▶ **EXERCISE DIRECTIONS**
Should a line below contain the word "smoke", report it.

▶ **ENTRIES SHOWN**
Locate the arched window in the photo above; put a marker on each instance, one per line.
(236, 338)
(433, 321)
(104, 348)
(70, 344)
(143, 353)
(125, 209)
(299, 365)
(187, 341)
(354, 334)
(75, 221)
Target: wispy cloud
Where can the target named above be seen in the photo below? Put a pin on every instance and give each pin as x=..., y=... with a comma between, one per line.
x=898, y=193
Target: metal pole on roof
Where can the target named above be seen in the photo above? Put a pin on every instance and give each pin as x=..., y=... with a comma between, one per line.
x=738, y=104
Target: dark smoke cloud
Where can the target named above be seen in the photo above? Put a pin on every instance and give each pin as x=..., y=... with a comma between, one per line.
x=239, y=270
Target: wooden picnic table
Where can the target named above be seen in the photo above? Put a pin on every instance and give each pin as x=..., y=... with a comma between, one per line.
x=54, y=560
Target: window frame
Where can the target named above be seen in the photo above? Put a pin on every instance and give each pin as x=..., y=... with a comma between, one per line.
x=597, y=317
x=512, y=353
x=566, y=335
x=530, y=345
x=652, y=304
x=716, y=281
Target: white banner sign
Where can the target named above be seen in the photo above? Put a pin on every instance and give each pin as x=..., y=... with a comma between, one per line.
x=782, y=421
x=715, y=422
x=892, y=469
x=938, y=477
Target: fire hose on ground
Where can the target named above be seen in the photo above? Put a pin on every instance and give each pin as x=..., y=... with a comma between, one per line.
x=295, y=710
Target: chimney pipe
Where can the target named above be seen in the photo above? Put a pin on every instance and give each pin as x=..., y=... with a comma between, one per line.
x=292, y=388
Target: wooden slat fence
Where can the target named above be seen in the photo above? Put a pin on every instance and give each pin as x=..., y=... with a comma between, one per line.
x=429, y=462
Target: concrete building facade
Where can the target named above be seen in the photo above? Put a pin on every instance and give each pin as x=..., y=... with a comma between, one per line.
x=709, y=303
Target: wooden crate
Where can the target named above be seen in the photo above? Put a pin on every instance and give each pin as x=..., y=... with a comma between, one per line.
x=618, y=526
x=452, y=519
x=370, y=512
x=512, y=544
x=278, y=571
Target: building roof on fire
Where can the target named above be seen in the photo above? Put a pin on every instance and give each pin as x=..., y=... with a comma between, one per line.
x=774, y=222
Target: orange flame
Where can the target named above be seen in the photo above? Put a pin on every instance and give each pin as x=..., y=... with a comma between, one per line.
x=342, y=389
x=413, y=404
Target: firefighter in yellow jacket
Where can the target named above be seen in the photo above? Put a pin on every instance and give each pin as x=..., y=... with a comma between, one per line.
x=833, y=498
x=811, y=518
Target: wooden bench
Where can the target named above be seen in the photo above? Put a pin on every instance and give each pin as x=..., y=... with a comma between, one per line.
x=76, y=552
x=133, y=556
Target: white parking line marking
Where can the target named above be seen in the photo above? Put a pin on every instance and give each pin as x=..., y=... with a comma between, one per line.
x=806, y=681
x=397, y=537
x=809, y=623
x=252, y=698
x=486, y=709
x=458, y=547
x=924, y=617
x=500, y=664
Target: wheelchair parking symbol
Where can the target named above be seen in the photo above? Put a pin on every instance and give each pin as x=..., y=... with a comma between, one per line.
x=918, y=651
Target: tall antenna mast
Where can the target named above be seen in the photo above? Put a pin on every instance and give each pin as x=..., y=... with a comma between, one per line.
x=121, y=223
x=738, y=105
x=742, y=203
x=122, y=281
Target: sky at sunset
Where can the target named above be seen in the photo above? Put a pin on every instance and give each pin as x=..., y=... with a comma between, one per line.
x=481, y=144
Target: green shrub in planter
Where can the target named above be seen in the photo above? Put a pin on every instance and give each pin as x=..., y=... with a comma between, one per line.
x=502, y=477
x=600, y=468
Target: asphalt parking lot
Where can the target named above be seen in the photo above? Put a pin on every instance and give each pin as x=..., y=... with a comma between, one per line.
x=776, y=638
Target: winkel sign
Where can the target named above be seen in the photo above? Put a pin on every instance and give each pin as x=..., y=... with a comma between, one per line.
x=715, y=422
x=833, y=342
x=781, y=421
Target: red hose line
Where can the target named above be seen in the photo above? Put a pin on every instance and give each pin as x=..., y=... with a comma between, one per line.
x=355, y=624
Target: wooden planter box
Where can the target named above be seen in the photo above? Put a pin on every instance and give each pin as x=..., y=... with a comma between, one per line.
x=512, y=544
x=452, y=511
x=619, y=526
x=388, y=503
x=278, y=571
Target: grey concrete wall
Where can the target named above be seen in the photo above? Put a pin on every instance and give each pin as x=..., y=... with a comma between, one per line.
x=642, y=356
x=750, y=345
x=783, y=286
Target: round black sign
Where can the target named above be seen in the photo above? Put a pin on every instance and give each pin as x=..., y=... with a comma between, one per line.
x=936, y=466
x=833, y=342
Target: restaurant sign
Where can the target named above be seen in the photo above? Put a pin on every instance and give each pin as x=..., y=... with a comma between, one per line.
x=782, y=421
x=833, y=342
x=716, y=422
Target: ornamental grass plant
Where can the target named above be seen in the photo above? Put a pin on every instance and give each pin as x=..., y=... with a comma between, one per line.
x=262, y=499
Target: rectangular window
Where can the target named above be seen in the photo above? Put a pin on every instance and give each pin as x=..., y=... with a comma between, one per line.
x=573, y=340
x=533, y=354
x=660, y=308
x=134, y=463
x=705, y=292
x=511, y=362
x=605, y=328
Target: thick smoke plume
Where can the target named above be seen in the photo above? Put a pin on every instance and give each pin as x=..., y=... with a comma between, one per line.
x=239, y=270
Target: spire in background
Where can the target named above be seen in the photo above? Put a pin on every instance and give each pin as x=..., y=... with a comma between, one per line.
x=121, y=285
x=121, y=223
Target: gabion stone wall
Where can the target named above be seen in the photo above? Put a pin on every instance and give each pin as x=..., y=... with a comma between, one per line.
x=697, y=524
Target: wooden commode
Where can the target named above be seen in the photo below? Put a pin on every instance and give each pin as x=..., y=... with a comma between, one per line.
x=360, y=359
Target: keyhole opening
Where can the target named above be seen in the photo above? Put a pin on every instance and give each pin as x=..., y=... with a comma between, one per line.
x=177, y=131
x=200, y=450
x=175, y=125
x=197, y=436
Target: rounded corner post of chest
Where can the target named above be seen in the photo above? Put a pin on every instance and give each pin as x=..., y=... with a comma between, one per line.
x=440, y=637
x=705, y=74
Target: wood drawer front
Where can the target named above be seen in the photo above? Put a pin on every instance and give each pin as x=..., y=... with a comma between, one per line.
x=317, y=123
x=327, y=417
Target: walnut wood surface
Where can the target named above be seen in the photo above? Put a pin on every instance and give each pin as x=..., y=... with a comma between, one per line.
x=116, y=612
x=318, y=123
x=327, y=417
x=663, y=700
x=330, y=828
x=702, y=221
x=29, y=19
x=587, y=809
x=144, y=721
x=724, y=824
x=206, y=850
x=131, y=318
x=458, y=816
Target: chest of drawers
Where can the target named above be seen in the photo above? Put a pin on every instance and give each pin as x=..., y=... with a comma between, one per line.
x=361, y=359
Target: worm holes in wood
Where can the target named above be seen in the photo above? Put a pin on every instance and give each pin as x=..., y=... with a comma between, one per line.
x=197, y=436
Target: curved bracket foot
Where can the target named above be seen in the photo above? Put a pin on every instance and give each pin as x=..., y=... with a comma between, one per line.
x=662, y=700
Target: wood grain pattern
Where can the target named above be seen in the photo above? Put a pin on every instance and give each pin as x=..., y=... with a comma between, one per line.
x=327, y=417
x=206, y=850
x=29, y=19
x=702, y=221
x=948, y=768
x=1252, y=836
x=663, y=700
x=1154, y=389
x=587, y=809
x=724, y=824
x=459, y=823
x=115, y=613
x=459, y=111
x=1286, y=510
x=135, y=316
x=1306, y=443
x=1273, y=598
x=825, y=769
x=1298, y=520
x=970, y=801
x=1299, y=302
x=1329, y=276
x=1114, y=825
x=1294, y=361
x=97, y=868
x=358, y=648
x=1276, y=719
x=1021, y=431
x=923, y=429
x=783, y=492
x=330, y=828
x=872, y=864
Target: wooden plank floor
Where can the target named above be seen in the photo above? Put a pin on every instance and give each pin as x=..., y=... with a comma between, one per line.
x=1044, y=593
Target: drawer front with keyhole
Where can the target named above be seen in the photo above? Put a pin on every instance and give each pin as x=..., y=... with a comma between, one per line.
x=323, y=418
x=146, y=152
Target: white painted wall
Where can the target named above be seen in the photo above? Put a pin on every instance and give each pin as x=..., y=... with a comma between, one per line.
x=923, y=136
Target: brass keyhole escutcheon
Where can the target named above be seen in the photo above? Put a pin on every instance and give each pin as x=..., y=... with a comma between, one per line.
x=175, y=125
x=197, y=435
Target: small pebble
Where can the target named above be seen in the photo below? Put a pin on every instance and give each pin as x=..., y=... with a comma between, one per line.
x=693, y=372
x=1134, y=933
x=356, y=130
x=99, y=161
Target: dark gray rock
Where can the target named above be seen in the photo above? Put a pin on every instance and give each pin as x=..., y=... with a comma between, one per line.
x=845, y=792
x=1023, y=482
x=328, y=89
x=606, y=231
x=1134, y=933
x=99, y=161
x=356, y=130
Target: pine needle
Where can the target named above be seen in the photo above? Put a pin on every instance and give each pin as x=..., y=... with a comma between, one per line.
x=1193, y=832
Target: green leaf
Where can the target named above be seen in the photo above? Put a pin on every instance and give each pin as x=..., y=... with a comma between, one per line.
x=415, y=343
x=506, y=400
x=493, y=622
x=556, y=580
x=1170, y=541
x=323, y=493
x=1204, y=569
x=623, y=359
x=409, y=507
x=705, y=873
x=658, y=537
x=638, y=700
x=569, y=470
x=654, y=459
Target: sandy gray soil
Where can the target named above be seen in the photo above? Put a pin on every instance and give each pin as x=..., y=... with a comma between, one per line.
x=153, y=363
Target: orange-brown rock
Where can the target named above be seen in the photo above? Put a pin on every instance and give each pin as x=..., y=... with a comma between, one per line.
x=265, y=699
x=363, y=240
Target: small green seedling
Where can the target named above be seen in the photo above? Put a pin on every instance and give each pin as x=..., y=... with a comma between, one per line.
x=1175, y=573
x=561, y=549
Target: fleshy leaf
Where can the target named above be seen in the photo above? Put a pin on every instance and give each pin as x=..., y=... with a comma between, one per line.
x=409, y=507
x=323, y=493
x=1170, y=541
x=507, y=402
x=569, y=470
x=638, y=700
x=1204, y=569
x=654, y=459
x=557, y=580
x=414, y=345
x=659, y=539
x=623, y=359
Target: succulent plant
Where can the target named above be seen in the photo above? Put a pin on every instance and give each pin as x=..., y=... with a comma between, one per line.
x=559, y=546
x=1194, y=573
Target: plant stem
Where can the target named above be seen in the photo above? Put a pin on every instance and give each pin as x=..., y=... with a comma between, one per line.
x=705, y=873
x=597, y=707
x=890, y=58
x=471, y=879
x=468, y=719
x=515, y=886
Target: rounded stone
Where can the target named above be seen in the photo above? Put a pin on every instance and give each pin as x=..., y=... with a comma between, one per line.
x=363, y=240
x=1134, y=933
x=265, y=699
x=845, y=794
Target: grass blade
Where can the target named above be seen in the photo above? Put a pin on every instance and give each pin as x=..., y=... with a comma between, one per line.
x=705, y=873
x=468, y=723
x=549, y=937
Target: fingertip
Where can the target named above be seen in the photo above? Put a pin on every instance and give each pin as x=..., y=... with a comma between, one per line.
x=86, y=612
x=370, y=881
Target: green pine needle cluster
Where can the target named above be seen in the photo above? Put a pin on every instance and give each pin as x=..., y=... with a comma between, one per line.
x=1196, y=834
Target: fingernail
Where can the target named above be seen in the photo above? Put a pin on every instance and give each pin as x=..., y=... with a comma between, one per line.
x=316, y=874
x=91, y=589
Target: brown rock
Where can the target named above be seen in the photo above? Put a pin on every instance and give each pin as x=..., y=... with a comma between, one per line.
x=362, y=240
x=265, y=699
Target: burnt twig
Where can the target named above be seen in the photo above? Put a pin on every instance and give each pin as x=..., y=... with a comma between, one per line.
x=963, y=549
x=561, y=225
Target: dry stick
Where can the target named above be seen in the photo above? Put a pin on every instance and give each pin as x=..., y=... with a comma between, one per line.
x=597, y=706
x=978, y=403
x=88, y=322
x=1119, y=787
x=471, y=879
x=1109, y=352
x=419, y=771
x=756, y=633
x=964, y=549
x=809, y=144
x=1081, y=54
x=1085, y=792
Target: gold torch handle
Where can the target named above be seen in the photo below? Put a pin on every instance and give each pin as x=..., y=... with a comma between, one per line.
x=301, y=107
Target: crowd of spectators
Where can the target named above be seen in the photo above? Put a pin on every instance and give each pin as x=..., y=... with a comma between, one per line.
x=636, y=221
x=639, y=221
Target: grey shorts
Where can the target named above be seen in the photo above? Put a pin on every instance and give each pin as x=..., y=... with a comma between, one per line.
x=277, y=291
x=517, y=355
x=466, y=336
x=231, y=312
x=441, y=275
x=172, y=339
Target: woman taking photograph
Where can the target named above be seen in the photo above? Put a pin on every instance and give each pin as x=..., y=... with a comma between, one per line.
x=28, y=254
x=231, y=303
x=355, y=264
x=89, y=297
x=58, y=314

▶ **WRITTEN REPLY**
Target: dark smoke cloud
Target: thick smoke plume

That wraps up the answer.